Since PHP 7.0 you can do the following, without getting an ErrorException "Trying to get property 'roomNumber' of non-object":
$house = new House();
$nr = $house->tenthFloor->roomNumbers ?? 0
Assuming the property "tenthFloor" does not exist in the Class "House", the code above will not throw an Error.
Whereas the code below will throw an ErrorException:
$nr = $house->tenthFloor->roomNumbers ? $house->tenthFloor->roomNumbers : 0
You can also do this (short form):
isset($testing) ? $new_variable = $testing : NULL;
JUST USE NULL TO SKIP STATEMENTS WHEN IT WRITTEN IN SHORTHAND
$a == $b? $a = 20 : NULL;
I am looking to expand on my PHP knowledge, and I came across something I am not sure what it is or how to even search for it. I am looking at php.net isset code, and I see isset($_GET['something']) ? $_GET['something'] : ''
I understand normal isset operations, such as if(isset($_GET['something']){ If something is exists, then it is set and we will do something } but I don't understand the ?, repeating the get again, the : or the ''. Can someone help break this down for me or at least point me in the right direction?
It's commonly referred to as 'shorthand' or the Ternary Operator.
$test = isset($_GET['something']) ? $_GET['something'] : '';
means
if(isset($_GET['something'])) {
$test = $_GET['something'];
} else {
$test = '';
}
To break it down:
$test = ... // assign variable
isset(...) // test
? ... // if test is true, do ... (equivalent to if)
: ... // otherwise... (equivalent to else)
Or...
// test --v
if(isset(...)) { // if test is true, do ... (equivalent to ?)
$test = // assign variable
} else { // otherwise... (equivalent to :)
In PHP 7 you can write it even shorter:
$age = $_GET['age'] ?? 27;
This means that the $age variable will be set to the age parameter if it is provided in the URL, or it will default to 27.
See all new features of PHP 7.
That's called a ternary operator and it's mainly used in place of an if-else statement.
In the example you gave it can be used to retrieve a value from an array given isset returns true
isset($_GET['something']) ? $_GET['something'] : ''
is equivalent to
if (isset($_GET['something'])) {
echo "Your error message!";
} else {
$test = $_GET['something'];
}
echo $test;
Of course it's not much use unless you assign it to something, and possibly even assign a default value for a user submitted value.
$username = isset($_GET['username']) ? $_GET['username'] : 'anonymous'
You have encountered the ternary operator. It's purpose is that of a basic if-else statement. The following pieces of code do the same thing.

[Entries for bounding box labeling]
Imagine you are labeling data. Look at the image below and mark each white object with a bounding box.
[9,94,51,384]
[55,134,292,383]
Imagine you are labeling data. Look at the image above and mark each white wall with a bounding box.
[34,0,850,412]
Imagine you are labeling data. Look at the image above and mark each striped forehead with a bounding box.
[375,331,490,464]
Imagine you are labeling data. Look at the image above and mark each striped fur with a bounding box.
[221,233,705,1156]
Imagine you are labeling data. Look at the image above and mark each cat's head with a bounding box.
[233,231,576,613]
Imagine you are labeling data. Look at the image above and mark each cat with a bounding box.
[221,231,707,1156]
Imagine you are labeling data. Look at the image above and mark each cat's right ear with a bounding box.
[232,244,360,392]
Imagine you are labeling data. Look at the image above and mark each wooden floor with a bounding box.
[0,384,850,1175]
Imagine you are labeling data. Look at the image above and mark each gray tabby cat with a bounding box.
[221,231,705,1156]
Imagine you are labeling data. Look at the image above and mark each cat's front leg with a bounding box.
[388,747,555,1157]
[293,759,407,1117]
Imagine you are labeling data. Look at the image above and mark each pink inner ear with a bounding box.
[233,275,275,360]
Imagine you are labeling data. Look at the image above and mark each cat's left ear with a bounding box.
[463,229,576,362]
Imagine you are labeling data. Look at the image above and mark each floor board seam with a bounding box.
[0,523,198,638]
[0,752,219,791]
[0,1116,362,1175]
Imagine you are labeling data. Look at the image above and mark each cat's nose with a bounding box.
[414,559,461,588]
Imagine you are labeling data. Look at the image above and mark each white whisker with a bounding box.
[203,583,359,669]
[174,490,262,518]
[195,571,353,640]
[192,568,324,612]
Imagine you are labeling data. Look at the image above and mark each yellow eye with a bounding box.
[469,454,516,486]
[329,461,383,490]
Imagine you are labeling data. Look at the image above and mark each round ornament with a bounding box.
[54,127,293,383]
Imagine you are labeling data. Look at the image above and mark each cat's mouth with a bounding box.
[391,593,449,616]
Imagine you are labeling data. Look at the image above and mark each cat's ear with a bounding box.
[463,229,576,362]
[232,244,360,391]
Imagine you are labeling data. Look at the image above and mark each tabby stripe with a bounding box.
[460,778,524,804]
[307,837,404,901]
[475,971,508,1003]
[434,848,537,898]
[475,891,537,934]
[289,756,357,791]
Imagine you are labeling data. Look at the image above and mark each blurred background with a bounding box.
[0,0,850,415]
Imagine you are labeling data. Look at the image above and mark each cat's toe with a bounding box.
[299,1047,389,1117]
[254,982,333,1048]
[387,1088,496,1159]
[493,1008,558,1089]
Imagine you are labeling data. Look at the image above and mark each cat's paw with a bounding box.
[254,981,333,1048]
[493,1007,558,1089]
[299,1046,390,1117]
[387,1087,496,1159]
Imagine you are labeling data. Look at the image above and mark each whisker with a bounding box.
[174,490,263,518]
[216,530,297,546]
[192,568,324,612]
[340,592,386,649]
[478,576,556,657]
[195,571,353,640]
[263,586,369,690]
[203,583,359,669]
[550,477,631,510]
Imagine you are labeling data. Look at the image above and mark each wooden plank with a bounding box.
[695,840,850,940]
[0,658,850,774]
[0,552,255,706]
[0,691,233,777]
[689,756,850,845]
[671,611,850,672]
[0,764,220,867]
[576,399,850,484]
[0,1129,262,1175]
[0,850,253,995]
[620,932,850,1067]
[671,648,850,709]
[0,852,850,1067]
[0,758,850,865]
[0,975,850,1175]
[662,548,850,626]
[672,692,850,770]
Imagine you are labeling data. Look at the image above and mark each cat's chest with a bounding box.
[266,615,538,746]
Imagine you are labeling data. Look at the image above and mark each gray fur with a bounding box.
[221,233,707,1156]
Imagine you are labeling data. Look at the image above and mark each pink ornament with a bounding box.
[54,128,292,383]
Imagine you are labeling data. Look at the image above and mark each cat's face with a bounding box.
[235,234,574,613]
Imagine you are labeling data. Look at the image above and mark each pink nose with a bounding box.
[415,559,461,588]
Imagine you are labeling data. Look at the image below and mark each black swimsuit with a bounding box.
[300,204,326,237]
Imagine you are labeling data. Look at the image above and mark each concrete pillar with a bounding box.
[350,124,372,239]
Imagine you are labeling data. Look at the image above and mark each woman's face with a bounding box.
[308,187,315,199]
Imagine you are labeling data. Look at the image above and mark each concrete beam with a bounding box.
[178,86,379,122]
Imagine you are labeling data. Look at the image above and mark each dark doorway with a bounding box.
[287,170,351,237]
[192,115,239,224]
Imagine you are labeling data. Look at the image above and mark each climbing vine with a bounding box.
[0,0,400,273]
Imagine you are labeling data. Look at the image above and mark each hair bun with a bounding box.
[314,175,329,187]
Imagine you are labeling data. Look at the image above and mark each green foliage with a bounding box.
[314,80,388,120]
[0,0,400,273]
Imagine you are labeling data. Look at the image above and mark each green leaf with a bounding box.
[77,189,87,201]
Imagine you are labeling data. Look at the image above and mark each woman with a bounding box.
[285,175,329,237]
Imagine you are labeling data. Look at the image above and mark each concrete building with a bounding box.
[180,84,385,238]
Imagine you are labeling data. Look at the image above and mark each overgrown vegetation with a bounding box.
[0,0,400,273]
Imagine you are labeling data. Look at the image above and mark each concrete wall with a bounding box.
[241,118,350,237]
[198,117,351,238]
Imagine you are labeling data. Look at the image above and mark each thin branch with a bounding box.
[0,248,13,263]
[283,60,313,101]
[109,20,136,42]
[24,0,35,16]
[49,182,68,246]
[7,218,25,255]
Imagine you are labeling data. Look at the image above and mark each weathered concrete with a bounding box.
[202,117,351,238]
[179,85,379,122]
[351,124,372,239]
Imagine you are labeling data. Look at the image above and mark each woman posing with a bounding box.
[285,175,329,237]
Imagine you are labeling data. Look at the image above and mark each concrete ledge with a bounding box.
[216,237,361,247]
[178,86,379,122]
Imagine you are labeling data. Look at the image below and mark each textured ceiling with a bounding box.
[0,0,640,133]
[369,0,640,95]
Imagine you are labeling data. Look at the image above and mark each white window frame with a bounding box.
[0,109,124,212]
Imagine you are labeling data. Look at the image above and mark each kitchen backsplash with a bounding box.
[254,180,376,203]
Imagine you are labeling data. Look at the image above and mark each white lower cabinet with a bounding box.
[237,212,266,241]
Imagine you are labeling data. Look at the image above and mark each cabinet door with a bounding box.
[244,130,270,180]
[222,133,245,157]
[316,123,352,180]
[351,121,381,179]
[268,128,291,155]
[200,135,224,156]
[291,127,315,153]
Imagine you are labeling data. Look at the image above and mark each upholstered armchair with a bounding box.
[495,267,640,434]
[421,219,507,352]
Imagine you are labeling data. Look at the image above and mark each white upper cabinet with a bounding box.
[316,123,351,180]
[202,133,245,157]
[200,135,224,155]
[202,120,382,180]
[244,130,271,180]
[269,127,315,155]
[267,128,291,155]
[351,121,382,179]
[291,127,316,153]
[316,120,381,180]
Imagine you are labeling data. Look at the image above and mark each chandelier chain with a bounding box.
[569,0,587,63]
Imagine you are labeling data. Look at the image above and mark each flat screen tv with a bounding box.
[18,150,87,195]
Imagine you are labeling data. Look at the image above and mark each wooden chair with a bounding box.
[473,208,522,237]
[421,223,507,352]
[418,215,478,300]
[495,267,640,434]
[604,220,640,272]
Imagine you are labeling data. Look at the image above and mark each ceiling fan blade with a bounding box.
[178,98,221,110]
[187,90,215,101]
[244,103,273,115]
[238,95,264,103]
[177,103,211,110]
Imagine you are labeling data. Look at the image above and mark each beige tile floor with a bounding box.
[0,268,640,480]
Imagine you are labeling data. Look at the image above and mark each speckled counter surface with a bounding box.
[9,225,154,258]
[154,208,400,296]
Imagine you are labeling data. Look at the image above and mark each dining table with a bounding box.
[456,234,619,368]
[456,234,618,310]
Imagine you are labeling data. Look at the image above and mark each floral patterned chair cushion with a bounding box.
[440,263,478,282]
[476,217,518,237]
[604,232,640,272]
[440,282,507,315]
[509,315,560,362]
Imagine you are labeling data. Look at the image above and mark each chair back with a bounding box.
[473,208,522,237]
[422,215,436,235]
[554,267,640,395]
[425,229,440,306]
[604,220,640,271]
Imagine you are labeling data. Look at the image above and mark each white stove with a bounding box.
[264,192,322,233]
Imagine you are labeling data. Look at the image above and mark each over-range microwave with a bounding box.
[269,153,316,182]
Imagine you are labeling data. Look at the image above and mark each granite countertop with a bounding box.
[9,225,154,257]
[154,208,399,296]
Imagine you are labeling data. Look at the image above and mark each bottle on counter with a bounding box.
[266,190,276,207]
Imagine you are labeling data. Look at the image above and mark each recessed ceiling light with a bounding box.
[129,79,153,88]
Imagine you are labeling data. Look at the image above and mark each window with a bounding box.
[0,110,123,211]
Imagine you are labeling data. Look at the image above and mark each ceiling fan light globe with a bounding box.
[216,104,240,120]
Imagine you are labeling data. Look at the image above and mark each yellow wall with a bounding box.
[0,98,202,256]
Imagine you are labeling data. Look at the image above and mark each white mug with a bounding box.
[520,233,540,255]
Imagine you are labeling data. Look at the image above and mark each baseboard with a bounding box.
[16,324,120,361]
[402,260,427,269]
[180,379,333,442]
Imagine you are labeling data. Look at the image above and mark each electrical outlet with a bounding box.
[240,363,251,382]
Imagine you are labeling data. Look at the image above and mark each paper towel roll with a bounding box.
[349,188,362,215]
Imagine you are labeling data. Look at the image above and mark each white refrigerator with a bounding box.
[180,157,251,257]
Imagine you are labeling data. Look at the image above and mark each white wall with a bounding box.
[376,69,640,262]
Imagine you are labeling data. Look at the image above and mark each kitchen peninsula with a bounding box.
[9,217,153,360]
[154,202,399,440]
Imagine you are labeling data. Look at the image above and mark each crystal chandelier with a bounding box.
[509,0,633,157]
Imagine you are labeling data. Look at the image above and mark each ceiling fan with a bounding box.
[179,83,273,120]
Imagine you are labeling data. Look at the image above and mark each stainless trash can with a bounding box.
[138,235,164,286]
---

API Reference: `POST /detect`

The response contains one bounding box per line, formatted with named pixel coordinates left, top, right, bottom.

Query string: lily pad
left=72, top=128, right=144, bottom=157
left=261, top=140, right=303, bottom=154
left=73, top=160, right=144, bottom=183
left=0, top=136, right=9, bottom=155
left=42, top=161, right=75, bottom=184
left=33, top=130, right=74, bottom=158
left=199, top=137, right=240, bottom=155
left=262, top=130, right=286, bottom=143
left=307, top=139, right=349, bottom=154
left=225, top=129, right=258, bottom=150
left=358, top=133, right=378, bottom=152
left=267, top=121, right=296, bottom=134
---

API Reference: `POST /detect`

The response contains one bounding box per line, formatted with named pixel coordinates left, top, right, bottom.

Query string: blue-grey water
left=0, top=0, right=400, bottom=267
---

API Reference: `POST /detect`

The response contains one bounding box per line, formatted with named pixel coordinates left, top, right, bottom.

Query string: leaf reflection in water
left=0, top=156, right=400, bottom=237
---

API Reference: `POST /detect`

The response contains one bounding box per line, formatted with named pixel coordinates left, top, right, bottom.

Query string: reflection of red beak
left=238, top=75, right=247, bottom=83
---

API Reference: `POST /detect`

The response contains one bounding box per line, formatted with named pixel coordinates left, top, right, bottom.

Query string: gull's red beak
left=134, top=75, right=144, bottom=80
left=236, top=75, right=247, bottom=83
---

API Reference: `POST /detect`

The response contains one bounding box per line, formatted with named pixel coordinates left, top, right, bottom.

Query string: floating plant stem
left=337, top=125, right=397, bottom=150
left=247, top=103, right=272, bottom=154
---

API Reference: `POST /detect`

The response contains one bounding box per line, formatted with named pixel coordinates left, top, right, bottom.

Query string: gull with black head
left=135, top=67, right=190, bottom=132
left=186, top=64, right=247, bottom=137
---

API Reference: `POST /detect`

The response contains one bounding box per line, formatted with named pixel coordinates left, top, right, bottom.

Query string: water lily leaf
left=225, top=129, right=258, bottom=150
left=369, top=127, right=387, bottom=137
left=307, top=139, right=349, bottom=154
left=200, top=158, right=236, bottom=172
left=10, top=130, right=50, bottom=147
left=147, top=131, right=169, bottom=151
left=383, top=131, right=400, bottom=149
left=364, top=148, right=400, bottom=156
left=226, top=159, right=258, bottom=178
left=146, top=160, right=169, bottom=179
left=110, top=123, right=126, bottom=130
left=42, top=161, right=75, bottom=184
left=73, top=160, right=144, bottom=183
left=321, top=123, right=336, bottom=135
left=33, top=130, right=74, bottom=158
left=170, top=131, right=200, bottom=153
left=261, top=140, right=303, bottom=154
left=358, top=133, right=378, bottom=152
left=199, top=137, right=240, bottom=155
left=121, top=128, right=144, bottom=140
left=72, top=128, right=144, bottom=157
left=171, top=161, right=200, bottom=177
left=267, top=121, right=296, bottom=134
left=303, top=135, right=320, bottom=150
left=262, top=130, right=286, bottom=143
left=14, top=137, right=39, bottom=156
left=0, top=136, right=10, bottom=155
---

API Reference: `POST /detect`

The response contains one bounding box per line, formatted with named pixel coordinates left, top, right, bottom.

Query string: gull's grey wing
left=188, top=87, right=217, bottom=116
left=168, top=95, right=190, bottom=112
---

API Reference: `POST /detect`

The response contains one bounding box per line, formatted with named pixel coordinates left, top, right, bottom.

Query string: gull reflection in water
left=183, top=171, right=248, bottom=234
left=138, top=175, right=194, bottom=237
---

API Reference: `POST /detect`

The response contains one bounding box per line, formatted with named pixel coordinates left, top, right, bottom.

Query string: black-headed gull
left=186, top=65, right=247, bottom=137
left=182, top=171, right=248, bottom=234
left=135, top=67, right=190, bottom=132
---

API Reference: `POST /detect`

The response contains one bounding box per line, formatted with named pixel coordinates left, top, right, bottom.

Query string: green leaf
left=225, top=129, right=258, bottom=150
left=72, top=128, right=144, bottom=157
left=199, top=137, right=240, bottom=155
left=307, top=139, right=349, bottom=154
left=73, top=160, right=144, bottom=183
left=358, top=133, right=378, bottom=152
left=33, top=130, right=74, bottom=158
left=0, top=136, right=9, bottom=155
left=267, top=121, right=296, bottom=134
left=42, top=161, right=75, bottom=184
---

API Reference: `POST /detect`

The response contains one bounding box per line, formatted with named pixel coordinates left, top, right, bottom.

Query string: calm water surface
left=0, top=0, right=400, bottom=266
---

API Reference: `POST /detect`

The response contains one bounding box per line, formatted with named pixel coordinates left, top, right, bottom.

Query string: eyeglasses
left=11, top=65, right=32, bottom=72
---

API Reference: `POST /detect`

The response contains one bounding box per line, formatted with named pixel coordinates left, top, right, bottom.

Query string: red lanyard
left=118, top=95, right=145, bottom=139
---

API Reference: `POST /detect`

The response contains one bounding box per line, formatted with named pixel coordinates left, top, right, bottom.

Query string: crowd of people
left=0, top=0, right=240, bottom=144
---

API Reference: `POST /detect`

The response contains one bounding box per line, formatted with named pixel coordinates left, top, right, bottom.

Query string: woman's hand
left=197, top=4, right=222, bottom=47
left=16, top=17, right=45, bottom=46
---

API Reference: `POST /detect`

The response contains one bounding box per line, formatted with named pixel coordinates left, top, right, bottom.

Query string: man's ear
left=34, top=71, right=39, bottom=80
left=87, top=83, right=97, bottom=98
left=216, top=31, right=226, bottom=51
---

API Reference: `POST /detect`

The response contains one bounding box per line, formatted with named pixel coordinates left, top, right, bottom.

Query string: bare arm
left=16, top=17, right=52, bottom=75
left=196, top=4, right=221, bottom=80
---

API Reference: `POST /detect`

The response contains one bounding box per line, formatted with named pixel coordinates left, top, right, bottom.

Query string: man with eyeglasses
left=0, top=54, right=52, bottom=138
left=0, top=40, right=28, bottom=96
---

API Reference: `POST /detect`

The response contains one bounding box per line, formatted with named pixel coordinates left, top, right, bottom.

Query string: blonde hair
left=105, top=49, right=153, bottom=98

### Requirement A:
Condense the paragraph of the PHP ternary operator thread that begins "I am looking to expand on my PHP knowledge" into one shorter sentence, keeping its main facts.
### Requirement B:
Write a continuation of the PHP ternary operator thread, starting after its final sentence.
The listing is not required for any of the work here.

### Reply A:
Wanting to learn more PHP, the poster came across an unfamiliar construct on the php.net isset page, isset($_GET['something']) ? $_GET['something'] : '', and did not know what it was or how to search for it.

### Reply B:
Ternary:
$something = isset($_GET['something']) ? $_GET['something'] : "failed";
If-else:
if (isset($_GET['something'])) {
$something = $_GET['something'];
} else {
$something = "failed";
}
It is called the ternary operator. It is shorthand for an if-else block. See here for an example http://www.php.net/manual/en/language.operators.comparison.php#language.operators.comparison.ternary
? is called Ternary (conditional) operator : example
What you're looking at is called a Ternary Operator, and you can find the PHP implementation here. It's an if else statement.
if (isset($_GET['something']) == true) {
thing = isset($_GET['something']);
} else {
thing = "";
}
If you want an empty string default then a preferred way is one of these (depending on your need):
$str_value = strval($_GET['something']);
$trimmed_value = trim($_GET['something']);
$int_value = intval($_GET['somenumber']);
If the url parameter something doesn't exist in the url then $_GET['something'] will return null
strval($_GET['something']) -> strval(null) -> ""
and your variable $value is set to an empty string.
trim() might be prefered over strval() depending on code (e.g. a Name parameter might want to use it)
intval() if only numeric values are expected and the default is zero. intval(null) -> 0
Cases to consider:
...&something=value1&key2=value2 (typical)
...&key2=value2 (parameter missing from url $_GET will return null for it)
...&something=+++&key2=value (parameter is " ")
Why this is a preferred approach:
It fits neatly on one line and is clear what's going on.
It's readable than $value = isset($_GET['something']) ? $_GET['something'] : '';
Lower risk of copy/paste mistake or a typo: $value=isset($_GET['something'])?$_GET['somthing']:'';
It's compatible with older and newer php.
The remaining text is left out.